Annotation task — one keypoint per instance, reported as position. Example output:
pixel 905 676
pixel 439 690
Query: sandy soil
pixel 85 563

=====

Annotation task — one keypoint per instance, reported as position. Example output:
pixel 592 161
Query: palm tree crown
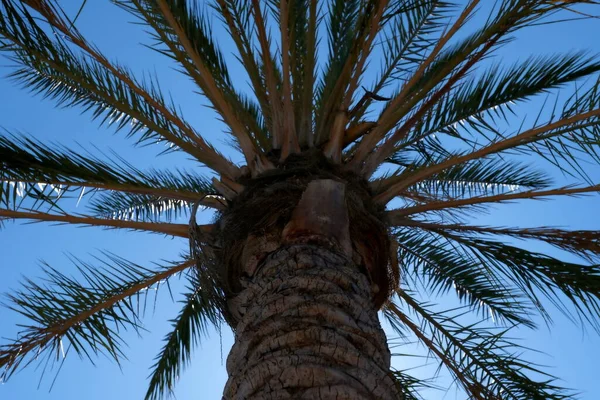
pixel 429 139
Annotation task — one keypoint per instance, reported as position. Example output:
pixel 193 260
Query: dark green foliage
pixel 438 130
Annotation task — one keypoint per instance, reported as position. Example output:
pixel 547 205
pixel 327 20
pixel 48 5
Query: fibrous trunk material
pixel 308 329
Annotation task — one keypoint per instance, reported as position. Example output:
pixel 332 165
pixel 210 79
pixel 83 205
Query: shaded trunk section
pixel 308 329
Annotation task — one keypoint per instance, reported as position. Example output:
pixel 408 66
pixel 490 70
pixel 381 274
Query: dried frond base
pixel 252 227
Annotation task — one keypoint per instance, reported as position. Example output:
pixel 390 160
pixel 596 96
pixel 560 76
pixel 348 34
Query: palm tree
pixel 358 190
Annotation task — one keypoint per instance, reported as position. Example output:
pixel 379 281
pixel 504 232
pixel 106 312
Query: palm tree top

=====

#### What you are asked to do
Give back every line in the data above that contains the word "palm", matching case exactly.

#### Solution to this task
Query: palm tree crown
Query: palm tree
Query: palm tree top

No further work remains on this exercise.